• **TEXTE FOURNI**:
Test de Zelda: Echoes of Wisdom, un jeu trop sage
Depuis le temps qu'on attendait ça, Zelda est finalement l'héroïne d'un jeu qui porte son nom. Et ça n'est pas la seule originalité de cet Echoes of Wisdom… qui malheureusement n'en fait pas autant qu'on le voudrait.
The Legend of Zelda: Echoes of Wisdom répare une injustice. Alors qu'elle joue un rôle central dans la saga de Nintendo, la princesse tutélaire n'a jamais été une protagoniste jouable[1]. Cette fois, Zelda prend les choses en main et armé de sa sagesse, elle embarque dans une aventure au long cours qu'on aurait aimé plus palpitante.
The Legend of Zelda: Echoes of Wisdom, ça parle de quoi ?

• **DONNÉES FOURNIES**:
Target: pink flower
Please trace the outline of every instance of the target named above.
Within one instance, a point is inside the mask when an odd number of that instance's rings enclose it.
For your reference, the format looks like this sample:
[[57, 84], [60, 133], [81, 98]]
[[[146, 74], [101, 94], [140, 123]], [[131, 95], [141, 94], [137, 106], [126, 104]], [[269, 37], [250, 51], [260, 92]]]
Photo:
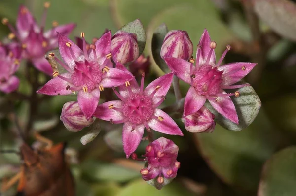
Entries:
[[212, 132], [215, 130], [215, 115], [206, 107], [202, 106], [193, 114], [182, 118], [185, 129], [191, 132]]
[[78, 91], [78, 103], [87, 119], [94, 112], [104, 88], [118, 86], [134, 78], [129, 72], [112, 68], [111, 32], [108, 32], [86, 50], [84, 33], [81, 33], [83, 51], [66, 36], [58, 33], [59, 49], [65, 64], [50, 55], [68, 71], [59, 74], [45, 84], [37, 93], [48, 95], [68, 95]]
[[223, 89], [249, 86], [249, 84], [231, 85], [245, 77], [257, 64], [238, 62], [220, 66], [230, 47], [227, 46], [217, 64], [214, 51], [216, 47], [216, 42], [211, 41], [209, 33], [205, 29], [198, 45], [195, 66], [192, 59], [189, 62], [175, 58], [165, 58], [164, 60], [178, 77], [191, 85], [185, 98], [184, 116], [198, 111], [208, 99], [219, 113], [238, 124], [237, 114], [230, 96], [237, 97], [239, 93], [227, 94]]
[[7, 24], [12, 33], [11, 37], [16, 36], [25, 48], [24, 57], [32, 61], [38, 70], [48, 75], [52, 72], [51, 66], [44, 58], [45, 53], [58, 46], [58, 37], [56, 32], [59, 31], [68, 35], [75, 28], [74, 24], [58, 26], [57, 23], [53, 23], [52, 29], [44, 32], [44, 26], [47, 14], [47, 9], [50, 4], [44, 3], [44, 12], [39, 27], [28, 9], [23, 5], [20, 7], [16, 21], [16, 29], [9, 22], [6, 18], [2, 23]]
[[145, 181], [158, 177], [157, 182], [162, 184], [164, 178], [174, 178], [177, 175], [180, 163], [177, 161], [178, 147], [173, 141], [161, 137], [146, 147], [145, 161], [147, 167], [140, 171]]
[[[122, 65], [117, 67], [127, 71]], [[173, 75], [169, 73], [156, 79], [144, 90], [144, 74], [139, 87], [135, 79], [115, 91], [120, 100], [99, 105], [94, 116], [112, 123], [124, 123], [122, 133], [123, 149], [127, 158], [140, 144], [144, 128], [171, 135], [183, 135], [174, 120], [162, 110], [157, 109], [165, 98], [171, 86]], [[114, 89], [115, 90], [115, 89]]]
[[137, 35], [119, 30], [111, 42], [111, 53], [114, 61], [122, 64], [135, 61], [139, 57]]
[[70, 101], [65, 103], [62, 109], [60, 119], [69, 131], [76, 132], [88, 127], [94, 122], [94, 118], [87, 120], [77, 102]]
[[0, 43], [0, 91], [9, 93], [16, 90], [19, 79], [13, 75], [20, 66], [21, 48], [16, 43]]
[[164, 37], [160, 56], [175, 57], [188, 60], [193, 53], [193, 45], [187, 32], [182, 30], [170, 31]]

• **TÂCHES À RÉALISER**:
• 1. Reproduisez mot pour mot tout le passage du test de Zelda: Echoes of Wisdom, depuis « Test de Zelda: Echoes » jusqu'à « aimé plus palpitante. ».
• 2. Poursuivez la rédaction du test de Zelda: Echoes of Wisdom à partir de l'endroit où il s'interrompt.

• **RÉSULTATS**:
• 1.
Test de Zelda: Echoes of Wisdom, un jeu trop sage
Depuis le temps qu'on attendait ça, Zelda est finalement l'héroïne d'un jeu qui porte son nom. Et ça n'est pas la seule originalité de cet Echoes of Wisdom… qui malheureusement n'en fait pas autant qu'on le voudrait.
The Legend of Zelda: Echoes of Wisdom répare une injustice. Alors qu'elle joue un rôle central dans la saga de Nintendo, la princesse tutélaire n'a jamais été une protagoniste jouable[1]. Cette fois, Zelda prend les choses en main et armé de sa sagesse, elle embarque dans une aventure au long cours qu'on aurait aimé plus palpitante.

• 2.
Allons bon, voilà que des failles sont apparues dans tout Hyrule, qui avalent les habitants et régurgitent des monstres menaçants. Habituellement, le boulot de régler ce genre de problème revient à Link, mais le héros étant momentanément absent, c'est Zelda qui doit prendre sa place !
La princesse ne sera pas seule pour autant dans cette aventure. Elle a en effet la capacité de reproduire des objets et des créatures qui lui seront bien utiles pour franchir les obstacles et triompher de l'adversité. Le tout en vue de dessus, comme il se doit dans tout bon Zelda…
Comment ça se joue ?
Comme un Zelda en 2D… ou comme Link's Awakening. Ce n'est pas une surprise, le remake du jeu Game Boy sorti sur Switch en 2019 et Echoes of Wisdom sont le travail d'un seul et même studio, Grezzo. Qui cette fois, a eu les coudées franches pour créer une aventure Zelda originale, à tel point que Nintendo est resté en arrière-plan.
La grande surprise du jeu, c'est bien évidemment le changement de héros. Link étant absent contraint et forcé durant la très grande partie du jeu, c'est donc Zelda qui doit sauver Hyrule ! Franchement, il était temps que la princesse titulaire de la franchise prenne toute la lumière, elle le mérite.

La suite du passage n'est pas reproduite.